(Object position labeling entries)
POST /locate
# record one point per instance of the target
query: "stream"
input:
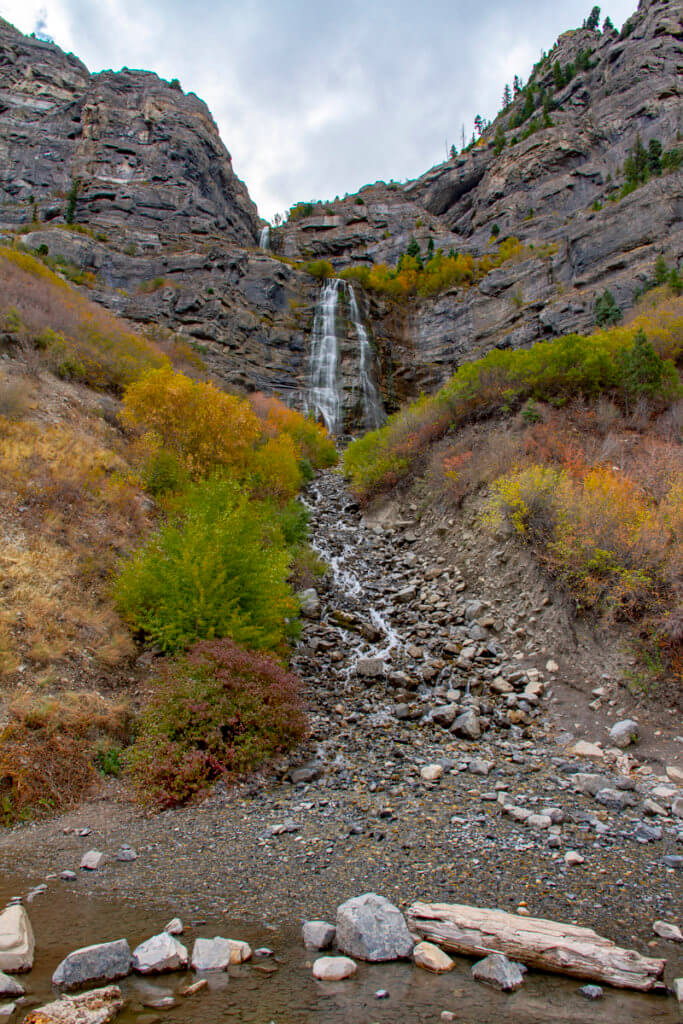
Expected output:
(399, 652)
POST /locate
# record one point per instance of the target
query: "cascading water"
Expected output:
(373, 414)
(341, 364)
(323, 398)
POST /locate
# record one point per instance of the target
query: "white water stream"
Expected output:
(324, 397)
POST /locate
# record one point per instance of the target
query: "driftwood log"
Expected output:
(535, 941)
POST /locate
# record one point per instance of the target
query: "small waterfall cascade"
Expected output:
(373, 413)
(341, 387)
(323, 397)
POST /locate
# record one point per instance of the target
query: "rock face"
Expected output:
(371, 928)
(104, 962)
(16, 941)
(97, 1007)
(170, 232)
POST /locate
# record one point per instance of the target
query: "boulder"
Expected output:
(497, 971)
(104, 962)
(428, 955)
(334, 968)
(370, 668)
(467, 725)
(16, 941)
(97, 1007)
(624, 733)
(371, 928)
(160, 953)
(318, 934)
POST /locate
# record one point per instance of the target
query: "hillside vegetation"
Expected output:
(578, 440)
(167, 519)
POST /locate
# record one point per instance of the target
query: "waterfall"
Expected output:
(324, 398)
(373, 414)
(341, 388)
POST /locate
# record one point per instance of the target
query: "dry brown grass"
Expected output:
(71, 507)
(47, 750)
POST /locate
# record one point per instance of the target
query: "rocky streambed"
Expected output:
(434, 771)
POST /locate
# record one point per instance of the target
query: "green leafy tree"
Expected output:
(606, 311)
(654, 156)
(593, 19)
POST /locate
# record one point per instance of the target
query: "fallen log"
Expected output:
(548, 945)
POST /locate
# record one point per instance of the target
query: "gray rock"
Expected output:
(92, 860)
(371, 928)
(16, 941)
(104, 962)
(591, 992)
(161, 952)
(310, 603)
(9, 987)
(624, 733)
(370, 668)
(615, 800)
(318, 935)
(467, 725)
(497, 971)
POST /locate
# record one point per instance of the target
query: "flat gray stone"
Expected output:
(104, 962)
(371, 928)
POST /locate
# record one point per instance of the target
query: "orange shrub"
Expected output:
(205, 427)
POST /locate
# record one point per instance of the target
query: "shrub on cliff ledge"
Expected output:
(220, 710)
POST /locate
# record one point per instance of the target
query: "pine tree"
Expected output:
(593, 19)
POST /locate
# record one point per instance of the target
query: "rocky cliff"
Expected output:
(170, 232)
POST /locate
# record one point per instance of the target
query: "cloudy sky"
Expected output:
(316, 99)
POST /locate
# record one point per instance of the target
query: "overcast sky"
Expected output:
(316, 99)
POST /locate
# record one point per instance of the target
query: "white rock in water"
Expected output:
(97, 1007)
(428, 955)
(161, 952)
(9, 987)
(497, 971)
(317, 934)
(16, 941)
(212, 954)
(334, 968)
(240, 951)
(371, 928)
(624, 733)
(92, 860)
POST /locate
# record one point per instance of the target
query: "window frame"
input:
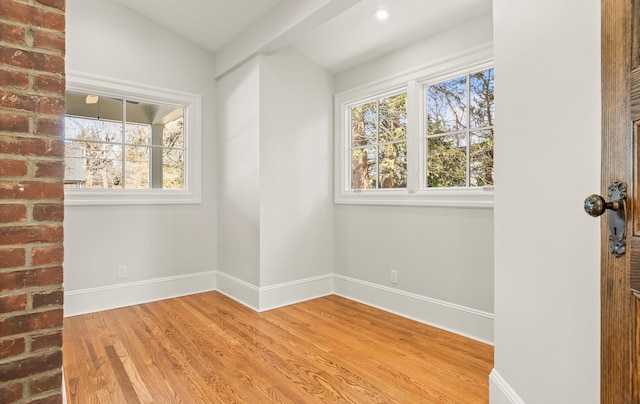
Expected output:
(192, 104)
(415, 193)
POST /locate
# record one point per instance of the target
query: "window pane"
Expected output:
(481, 159)
(173, 132)
(393, 118)
(393, 165)
(364, 124)
(482, 107)
(93, 107)
(92, 129)
(95, 165)
(363, 168)
(172, 169)
(446, 161)
(137, 134)
(137, 167)
(446, 103)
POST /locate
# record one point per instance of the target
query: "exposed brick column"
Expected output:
(32, 89)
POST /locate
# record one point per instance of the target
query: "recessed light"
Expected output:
(382, 14)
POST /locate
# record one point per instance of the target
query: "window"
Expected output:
(379, 143)
(128, 144)
(459, 131)
(422, 140)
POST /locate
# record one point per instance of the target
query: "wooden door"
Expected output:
(620, 332)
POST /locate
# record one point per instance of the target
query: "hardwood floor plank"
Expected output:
(208, 348)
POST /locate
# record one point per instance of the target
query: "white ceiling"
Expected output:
(336, 39)
(209, 23)
(356, 36)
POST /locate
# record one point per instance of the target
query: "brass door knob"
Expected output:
(595, 205)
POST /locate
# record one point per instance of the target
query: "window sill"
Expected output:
(96, 197)
(464, 198)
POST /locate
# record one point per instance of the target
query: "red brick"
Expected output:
(31, 190)
(27, 146)
(31, 366)
(54, 21)
(11, 303)
(48, 212)
(49, 298)
(53, 399)
(44, 341)
(11, 347)
(50, 106)
(12, 213)
(30, 278)
(46, 383)
(50, 127)
(31, 15)
(13, 79)
(14, 123)
(31, 60)
(49, 40)
(13, 168)
(31, 322)
(12, 100)
(47, 255)
(31, 234)
(11, 393)
(50, 169)
(12, 33)
(59, 4)
(10, 258)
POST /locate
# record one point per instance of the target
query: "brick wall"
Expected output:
(32, 87)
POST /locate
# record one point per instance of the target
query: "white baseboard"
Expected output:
(500, 392)
(465, 321)
(274, 296)
(284, 294)
(91, 300)
(239, 290)
(461, 320)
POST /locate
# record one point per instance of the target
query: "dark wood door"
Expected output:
(620, 276)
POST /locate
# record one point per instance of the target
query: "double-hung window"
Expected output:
(426, 141)
(129, 144)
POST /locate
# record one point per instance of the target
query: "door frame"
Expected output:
(617, 165)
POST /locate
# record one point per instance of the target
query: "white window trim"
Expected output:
(192, 103)
(415, 193)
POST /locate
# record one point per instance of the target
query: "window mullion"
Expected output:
(378, 143)
(468, 133)
(123, 142)
(413, 137)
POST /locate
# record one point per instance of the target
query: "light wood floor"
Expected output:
(207, 348)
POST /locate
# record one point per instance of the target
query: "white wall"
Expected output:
(444, 256)
(547, 65)
(296, 147)
(275, 201)
(154, 242)
(239, 168)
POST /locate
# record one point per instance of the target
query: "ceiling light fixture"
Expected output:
(382, 14)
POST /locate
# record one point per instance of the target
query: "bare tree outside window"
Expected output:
(459, 131)
(121, 144)
(379, 143)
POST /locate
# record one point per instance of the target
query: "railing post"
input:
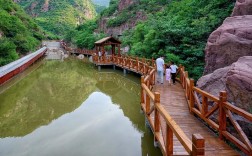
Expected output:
(180, 74)
(191, 105)
(198, 145)
(184, 81)
(142, 91)
(137, 67)
(156, 117)
(204, 106)
(222, 114)
(147, 105)
(169, 141)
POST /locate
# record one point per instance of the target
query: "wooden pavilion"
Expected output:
(100, 44)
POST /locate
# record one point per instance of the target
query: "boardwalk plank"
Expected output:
(174, 101)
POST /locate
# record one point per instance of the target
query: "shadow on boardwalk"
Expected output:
(174, 101)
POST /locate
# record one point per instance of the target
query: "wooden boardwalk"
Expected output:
(179, 115)
(174, 101)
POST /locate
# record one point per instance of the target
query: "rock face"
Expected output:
(242, 7)
(229, 42)
(124, 4)
(236, 79)
(115, 31)
(228, 56)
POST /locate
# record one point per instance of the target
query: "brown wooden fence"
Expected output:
(225, 111)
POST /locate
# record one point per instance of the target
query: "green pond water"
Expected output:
(70, 109)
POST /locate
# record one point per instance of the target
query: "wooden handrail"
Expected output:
(147, 68)
(219, 104)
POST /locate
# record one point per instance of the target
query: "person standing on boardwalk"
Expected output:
(99, 55)
(168, 75)
(173, 71)
(160, 69)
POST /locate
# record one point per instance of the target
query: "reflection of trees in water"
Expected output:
(47, 93)
(126, 93)
(112, 81)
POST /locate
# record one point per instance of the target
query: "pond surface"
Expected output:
(69, 109)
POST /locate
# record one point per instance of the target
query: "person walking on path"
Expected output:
(160, 69)
(173, 71)
(168, 75)
(99, 55)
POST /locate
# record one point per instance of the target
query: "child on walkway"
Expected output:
(168, 75)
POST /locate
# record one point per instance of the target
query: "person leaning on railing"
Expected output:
(160, 69)
(173, 71)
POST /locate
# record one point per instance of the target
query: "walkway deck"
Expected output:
(174, 101)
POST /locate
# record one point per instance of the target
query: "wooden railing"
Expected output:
(152, 108)
(209, 107)
(200, 103)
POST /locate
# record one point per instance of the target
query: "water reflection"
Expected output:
(52, 118)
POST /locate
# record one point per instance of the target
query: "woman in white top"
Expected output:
(173, 71)
(168, 75)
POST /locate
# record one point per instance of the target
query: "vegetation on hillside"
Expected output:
(177, 29)
(60, 17)
(19, 34)
(83, 36)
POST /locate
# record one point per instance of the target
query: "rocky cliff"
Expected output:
(59, 16)
(124, 17)
(228, 56)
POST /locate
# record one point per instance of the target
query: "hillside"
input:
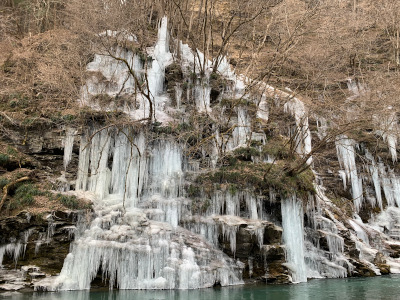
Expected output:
(208, 143)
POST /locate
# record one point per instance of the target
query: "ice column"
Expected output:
(292, 223)
(346, 155)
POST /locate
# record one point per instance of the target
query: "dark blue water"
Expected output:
(383, 287)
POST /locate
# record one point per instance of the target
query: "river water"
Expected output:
(382, 287)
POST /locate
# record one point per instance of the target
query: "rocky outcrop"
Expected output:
(34, 246)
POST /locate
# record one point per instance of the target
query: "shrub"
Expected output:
(25, 195)
(68, 201)
(4, 159)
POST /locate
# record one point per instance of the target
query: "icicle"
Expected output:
(296, 108)
(292, 223)
(68, 145)
(346, 155)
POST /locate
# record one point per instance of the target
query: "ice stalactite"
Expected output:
(68, 145)
(242, 133)
(135, 238)
(16, 248)
(302, 134)
(346, 155)
(201, 94)
(293, 236)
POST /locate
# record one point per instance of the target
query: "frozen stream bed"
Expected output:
(381, 287)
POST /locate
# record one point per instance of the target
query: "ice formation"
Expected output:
(146, 235)
(293, 236)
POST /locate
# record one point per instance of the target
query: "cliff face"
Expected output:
(196, 178)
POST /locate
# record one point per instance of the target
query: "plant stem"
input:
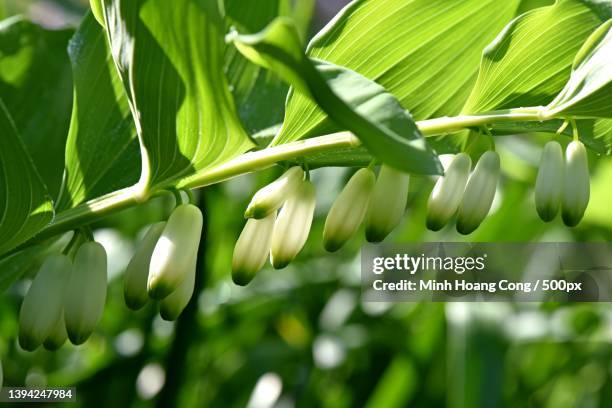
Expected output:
(261, 159)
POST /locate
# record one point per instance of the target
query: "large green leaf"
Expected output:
(25, 205)
(588, 93)
(35, 84)
(259, 94)
(102, 152)
(530, 60)
(425, 52)
(352, 101)
(170, 57)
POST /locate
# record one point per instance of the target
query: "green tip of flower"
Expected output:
(279, 263)
(134, 304)
(375, 235)
(28, 343)
(256, 212)
(78, 338)
(242, 278)
(332, 245)
(51, 345)
(169, 315)
(158, 290)
(571, 220)
(465, 228)
(434, 224)
(547, 214)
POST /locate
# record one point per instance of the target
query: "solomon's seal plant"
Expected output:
(448, 192)
(159, 107)
(252, 248)
(42, 307)
(173, 257)
(85, 292)
(349, 209)
(479, 193)
(549, 184)
(292, 225)
(577, 190)
(272, 196)
(137, 272)
(387, 204)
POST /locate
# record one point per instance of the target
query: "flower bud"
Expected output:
(549, 184)
(387, 204)
(42, 305)
(252, 249)
(137, 271)
(479, 193)
(292, 225)
(174, 251)
(86, 292)
(348, 210)
(271, 197)
(97, 7)
(58, 335)
(577, 188)
(172, 305)
(448, 192)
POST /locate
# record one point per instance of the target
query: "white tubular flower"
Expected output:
(448, 192)
(252, 248)
(549, 184)
(172, 305)
(479, 193)
(137, 271)
(387, 204)
(42, 305)
(293, 225)
(86, 292)
(577, 185)
(174, 251)
(58, 335)
(349, 209)
(271, 197)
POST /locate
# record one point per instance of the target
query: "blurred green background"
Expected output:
(302, 336)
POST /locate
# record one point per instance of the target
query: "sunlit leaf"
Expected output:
(25, 205)
(353, 102)
(35, 84)
(259, 94)
(170, 58)
(425, 52)
(530, 60)
(102, 152)
(588, 93)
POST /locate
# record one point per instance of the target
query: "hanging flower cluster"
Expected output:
(66, 299)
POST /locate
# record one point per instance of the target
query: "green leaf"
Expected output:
(425, 52)
(259, 94)
(170, 58)
(35, 84)
(353, 102)
(25, 205)
(102, 151)
(588, 93)
(530, 60)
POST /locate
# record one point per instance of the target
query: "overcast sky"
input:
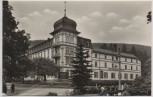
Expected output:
(101, 21)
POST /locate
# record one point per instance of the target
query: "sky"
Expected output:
(100, 21)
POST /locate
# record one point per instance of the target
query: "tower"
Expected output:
(64, 42)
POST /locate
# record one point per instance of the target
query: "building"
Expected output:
(104, 65)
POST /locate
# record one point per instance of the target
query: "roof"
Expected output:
(64, 22)
(86, 42)
(113, 53)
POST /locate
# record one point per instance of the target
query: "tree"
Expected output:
(133, 51)
(15, 42)
(82, 73)
(111, 47)
(114, 47)
(104, 46)
(124, 49)
(149, 17)
(43, 67)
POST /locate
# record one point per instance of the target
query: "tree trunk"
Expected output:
(44, 78)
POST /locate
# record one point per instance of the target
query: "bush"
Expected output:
(92, 90)
(52, 94)
(75, 92)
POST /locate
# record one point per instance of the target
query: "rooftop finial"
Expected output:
(65, 8)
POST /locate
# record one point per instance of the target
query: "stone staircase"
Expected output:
(61, 83)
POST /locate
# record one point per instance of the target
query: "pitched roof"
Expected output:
(113, 53)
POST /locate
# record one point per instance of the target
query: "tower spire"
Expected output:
(65, 9)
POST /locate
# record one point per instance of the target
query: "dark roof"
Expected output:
(41, 43)
(113, 53)
(86, 42)
(65, 22)
(35, 42)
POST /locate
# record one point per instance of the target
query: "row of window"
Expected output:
(115, 66)
(105, 75)
(41, 46)
(116, 58)
(42, 54)
(69, 50)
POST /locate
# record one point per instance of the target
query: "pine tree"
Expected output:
(82, 73)
(15, 42)
(124, 49)
(111, 46)
(133, 51)
(104, 46)
(114, 47)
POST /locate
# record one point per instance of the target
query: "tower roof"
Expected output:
(66, 23)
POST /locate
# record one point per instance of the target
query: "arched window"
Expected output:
(105, 75)
(136, 76)
(112, 75)
(120, 75)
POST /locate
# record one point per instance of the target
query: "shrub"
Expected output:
(92, 90)
(52, 94)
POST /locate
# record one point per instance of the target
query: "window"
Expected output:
(125, 59)
(136, 76)
(112, 75)
(125, 76)
(67, 50)
(131, 76)
(105, 75)
(105, 64)
(136, 67)
(88, 43)
(105, 56)
(95, 74)
(95, 64)
(44, 54)
(95, 55)
(101, 74)
(120, 75)
(125, 66)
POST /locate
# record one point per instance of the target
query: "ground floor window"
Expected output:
(131, 76)
(101, 74)
(105, 75)
(95, 74)
(125, 76)
(112, 75)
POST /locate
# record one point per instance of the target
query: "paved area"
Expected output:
(38, 91)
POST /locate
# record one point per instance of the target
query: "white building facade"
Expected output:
(61, 49)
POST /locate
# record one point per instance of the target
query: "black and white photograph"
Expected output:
(76, 48)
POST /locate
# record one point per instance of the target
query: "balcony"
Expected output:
(56, 55)
(54, 45)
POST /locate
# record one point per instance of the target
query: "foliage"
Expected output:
(52, 94)
(133, 51)
(141, 86)
(114, 47)
(82, 73)
(15, 43)
(44, 67)
(92, 90)
(149, 17)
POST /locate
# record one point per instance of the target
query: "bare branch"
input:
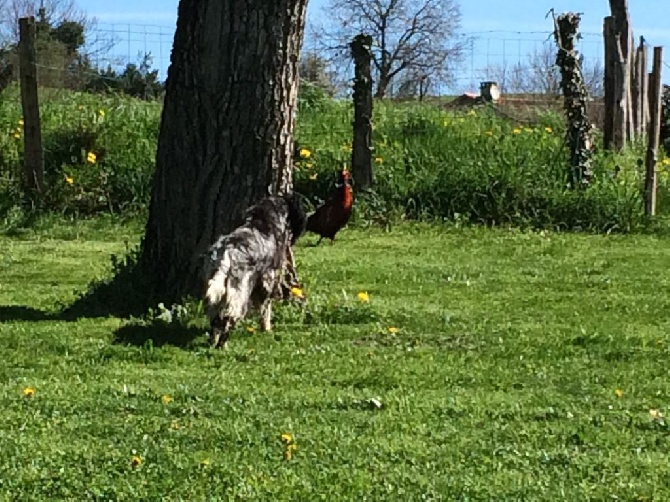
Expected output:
(409, 36)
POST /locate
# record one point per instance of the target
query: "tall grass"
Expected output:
(429, 162)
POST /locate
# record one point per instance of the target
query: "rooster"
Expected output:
(329, 218)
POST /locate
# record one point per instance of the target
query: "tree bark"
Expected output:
(361, 154)
(226, 130)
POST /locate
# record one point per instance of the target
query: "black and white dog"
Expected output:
(244, 269)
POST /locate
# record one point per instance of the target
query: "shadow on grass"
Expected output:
(159, 334)
(113, 298)
(22, 313)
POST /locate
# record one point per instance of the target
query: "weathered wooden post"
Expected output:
(575, 97)
(33, 175)
(654, 133)
(361, 153)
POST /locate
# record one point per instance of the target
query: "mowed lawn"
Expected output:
(522, 366)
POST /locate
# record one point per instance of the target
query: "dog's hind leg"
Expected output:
(270, 282)
(266, 315)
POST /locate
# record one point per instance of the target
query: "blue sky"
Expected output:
(499, 32)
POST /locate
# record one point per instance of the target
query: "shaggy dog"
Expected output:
(244, 269)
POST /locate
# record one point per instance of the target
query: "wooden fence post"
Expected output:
(361, 153)
(611, 56)
(33, 177)
(654, 133)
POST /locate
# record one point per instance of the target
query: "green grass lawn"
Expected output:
(523, 366)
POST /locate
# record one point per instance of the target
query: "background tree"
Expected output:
(538, 74)
(137, 80)
(57, 11)
(66, 41)
(408, 36)
(226, 131)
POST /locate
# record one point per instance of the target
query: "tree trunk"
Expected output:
(226, 130)
(361, 154)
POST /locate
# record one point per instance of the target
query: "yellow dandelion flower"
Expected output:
(363, 297)
(288, 451)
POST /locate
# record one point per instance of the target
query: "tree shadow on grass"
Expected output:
(159, 334)
(10, 313)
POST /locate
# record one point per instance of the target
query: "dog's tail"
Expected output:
(217, 286)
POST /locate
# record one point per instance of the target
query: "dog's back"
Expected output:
(242, 267)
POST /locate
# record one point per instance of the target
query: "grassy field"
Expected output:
(487, 364)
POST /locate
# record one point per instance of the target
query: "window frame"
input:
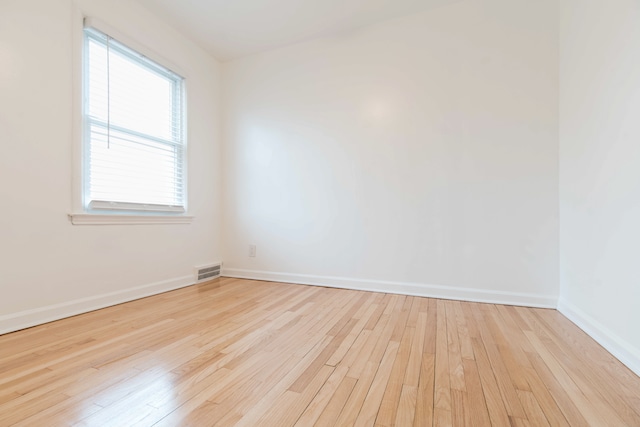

▸ **EXERCISE**:
Which lines in the material above contain the word "black"? Copy each of them.

▸ **WORKED ANSWER**:
query: "black and white photograph"
query: "black and white dog"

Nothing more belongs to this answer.